Copy exactly the passage of the NEOM profile that starts at "NEOM Company — The" and ends at "scale and timeline.".

━━ Text shown

NEOM Company — Post-Suspension Reality, Revised Scope, and What Survives
Entity profile of NEOM Company examining the current status of the futuristic mega-project after the 2025 scope revision, what elements of The Line, Trojena, Oxagon, and Sindalah survive, and NEOM's revised role in Vision 2030.
NEOM Company — The World’s Most Ambitious Project Meets the World’s Most Stubborn Reality
NEOM occupies a singular position in the landscape of global megaprojects. No development in modern history has generated as much fascination, skepticism, media coverage, and debate as the $500 billion futuristic city announced by Crown Prince Mohammed bin Salman in October 2017. And no megaproject has undergone as dramatic a public recalibration as the scope revision announced in 2025, which effectively acknowledged what international analysts had been saying for years: the original vision of NEOM — particularly the 170-kilometer-long mirrored linear city known as The Line — was physically, financially, and logistically impossible to deliver at the originally announced scale and timeline.
The 2025 recalibration did not kill NEOM. It transformed NEOM from a fantasy-defying moonshot into something potentially more significant: a large-scale, phased development program that retains extraordinary ambition while anchoring itself in deliverable reality. Understanding NEOM in 2026 requires separating the original announcement rhetoric from the current construction reality, distinguishing between what has been suspended and what continues, and assessing whether the revised NEOM can achieve the economic and strategic objectives that justified the original investment.
The Original Vision and Its Contradictions
NEOM was announced as a 26,500-square-kilometer zone in Tabuk Province, northwestern Saudi Arabia, encompassing coastline, mountains, desert, and islands along the Gulf of Aqaba. The development was positioned as a testbed for futuristic technologies and a destination that would attract millions of residents and visitors to a region with no existing urban infrastructure, limited water resources, and extreme climatic variation.
The most headline-grabbing element was The Line — a 170-kilometer linear city designed to house 9 million residents in a pair of 500-meter-tall mirrored buildings running in a straight line through the desert. The Line was presented as car-free, powered entirely by renewable energy, served by high-speed rail running beneath the structure, and designed to give every resident access to nature and services within a five-minute walk. The concept was architecturally spectacular, environmentally provocative, and urbanistically unprecedented.

━━━━
━━ Extracted material

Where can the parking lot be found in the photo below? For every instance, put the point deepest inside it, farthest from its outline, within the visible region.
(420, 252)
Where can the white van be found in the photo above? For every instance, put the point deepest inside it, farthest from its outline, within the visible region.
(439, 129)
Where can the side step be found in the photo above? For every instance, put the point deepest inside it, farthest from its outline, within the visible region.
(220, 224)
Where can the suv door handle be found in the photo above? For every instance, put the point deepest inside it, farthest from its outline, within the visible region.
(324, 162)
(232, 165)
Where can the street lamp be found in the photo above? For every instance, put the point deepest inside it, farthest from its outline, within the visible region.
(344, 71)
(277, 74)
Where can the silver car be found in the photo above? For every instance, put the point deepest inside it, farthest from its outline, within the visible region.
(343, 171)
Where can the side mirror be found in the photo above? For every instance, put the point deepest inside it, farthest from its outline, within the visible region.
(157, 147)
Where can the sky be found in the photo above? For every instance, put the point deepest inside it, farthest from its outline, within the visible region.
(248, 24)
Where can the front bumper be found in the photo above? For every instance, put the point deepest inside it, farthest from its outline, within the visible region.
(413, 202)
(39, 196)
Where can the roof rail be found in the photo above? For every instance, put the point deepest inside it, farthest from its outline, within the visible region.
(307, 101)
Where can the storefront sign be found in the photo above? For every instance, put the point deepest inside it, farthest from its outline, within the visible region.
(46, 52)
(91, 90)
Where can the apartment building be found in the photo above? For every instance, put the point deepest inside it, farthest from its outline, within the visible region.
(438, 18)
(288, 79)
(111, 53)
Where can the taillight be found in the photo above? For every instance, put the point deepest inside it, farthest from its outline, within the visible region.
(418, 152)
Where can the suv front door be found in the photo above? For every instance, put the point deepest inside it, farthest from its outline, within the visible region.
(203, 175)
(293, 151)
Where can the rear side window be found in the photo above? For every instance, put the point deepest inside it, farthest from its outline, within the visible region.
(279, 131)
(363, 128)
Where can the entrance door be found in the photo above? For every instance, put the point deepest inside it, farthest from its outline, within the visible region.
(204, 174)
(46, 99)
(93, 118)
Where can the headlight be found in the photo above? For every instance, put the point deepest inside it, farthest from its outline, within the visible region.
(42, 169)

━━━━

# Written response
NEOM Company — The World’s Most Ambitious Project Meets the World’s Most Stubborn Reality
NEOM occupies a singular position in the landscape of global megaprojects. No development in modern history has generated as much fascination, skepticism, media coverage, and debate as the $500 billion futuristic city announced by Crown Prince Mohammed bin Salman in October 2017. And no megaproject has undergone as dramatic a public recalibration as the scope revision announced in 2025, which effectively acknowledged what international analysts had been saying for years: the original vision of NEOM — particularly the 170-kilometer-long mirrored linear city known as The Line — was physically, financially, and logistically impossible to deliver at the originally announced scale and timeline.